> [AIM]
Put every line of the items below into a numbered list, omitting blank lines.

(Data entries)
* * * *

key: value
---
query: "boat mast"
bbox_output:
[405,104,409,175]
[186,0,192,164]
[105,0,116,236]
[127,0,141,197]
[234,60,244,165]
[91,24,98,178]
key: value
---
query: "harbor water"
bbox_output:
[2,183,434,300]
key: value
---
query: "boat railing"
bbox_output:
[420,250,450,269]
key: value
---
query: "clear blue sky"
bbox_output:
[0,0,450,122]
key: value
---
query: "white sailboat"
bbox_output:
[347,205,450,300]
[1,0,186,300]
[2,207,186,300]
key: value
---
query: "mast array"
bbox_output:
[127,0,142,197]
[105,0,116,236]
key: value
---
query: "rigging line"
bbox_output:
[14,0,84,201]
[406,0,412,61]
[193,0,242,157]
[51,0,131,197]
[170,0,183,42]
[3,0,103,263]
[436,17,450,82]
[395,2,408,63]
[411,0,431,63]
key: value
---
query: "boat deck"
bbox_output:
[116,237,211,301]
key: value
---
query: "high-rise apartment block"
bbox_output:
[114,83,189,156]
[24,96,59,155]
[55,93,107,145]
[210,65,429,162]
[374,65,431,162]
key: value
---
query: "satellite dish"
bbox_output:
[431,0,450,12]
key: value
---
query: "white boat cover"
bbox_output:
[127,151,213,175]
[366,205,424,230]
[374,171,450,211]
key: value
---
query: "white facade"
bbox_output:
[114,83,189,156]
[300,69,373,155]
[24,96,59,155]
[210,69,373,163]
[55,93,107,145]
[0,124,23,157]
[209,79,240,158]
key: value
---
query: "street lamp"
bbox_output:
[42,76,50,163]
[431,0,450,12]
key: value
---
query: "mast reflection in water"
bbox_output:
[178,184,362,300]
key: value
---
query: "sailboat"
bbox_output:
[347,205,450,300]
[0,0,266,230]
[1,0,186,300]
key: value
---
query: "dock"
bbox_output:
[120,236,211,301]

* * * *

> [RESULT OF THE TASK]
1. key: value
2. ---
3. query: "boat mast"
4. bbox_output:
5. [405,104,409,175]
6. [186,0,192,164]
7. [105,0,116,236]
8. [127,0,141,197]
9. [234,60,244,165]
10. [91,24,98,178]
11. key: value
12. ---
13. query: "harbor water"
14. bbox_output:
15. [2,183,434,300]
16. key: value
17. ---
18. query: "boat railing"
19. bbox_output:
20. [420,250,450,269]
21. key: value
22. ---
23. query: "clear blue sky"
24. bbox_output:
25. [0,0,450,122]
26. key: value
27. ---
28. query: "white sailboat"
29. bbox_output:
30. [347,205,450,300]
31. [1,0,186,300]
32. [2,207,186,300]
33. key: value
34. ---
35. query: "mast array"
36. bbox_output:
37. [127,0,142,197]
38. [105,0,116,236]
39. key: value
40. ---
41. query: "rigging line"
42. bbox_output:
43. [14,0,84,201]
44. [406,0,412,61]
45. [193,0,242,157]
46. [51,0,131,197]
47. [170,0,183,42]
48. [3,0,103,263]
49. [436,17,450,82]
50. [395,2,408,63]
51. [411,0,431,63]
52. key: value
53. ---
54. query: "boat deck"
55. bbox_output:
56. [116,237,211,301]
57. key: value
58. ---
59. query: "high-rise apartment block"
60. bbox_output:
61. [114,83,189,156]
62. [24,96,59,155]
63. [55,93,107,145]
64. [210,65,429,162]
65. [374,65,431,162]
66. key: value
67. ---
68. query: "satellite dish"
69. bbox_output:
70. [431,0,450,12]
71. key: value
72. ---
73. query: "white boat cover"
74. bbox_output:
75. [127,151,213,175]
76. [366,205,424,230]
77. [374,171,450,211]
78. key: value
79. ---
80. query: "white facade"
81. bbox_output:
82. [114,83,189,156]
83. [300,69,373,155]
84. [24,96,59,155]
85. [210,69,373,163]
86. [55,93,107,145]
87. [0,124,23,157]
88. [209,79,240,158]
89. key: value
90. ---
91. query: "street lamp"
92. bbox_output:
93. [42,76,50,163]
94. [431,0,450,12]
95. key: value
96. ---
97. query: "mast reflection in water"
98. bbox_output:
99. [178,184,362,300]
100. key: value
101. ---
102. query: "sailboat"
103. bbox_output:
104. [347,205,450,300]
105. [0,0,266,230]
106. [1,0,186,300]
107. key: value
108. ---
109. query: "dock"
110. bbox_output:
111. [120,236,211,301]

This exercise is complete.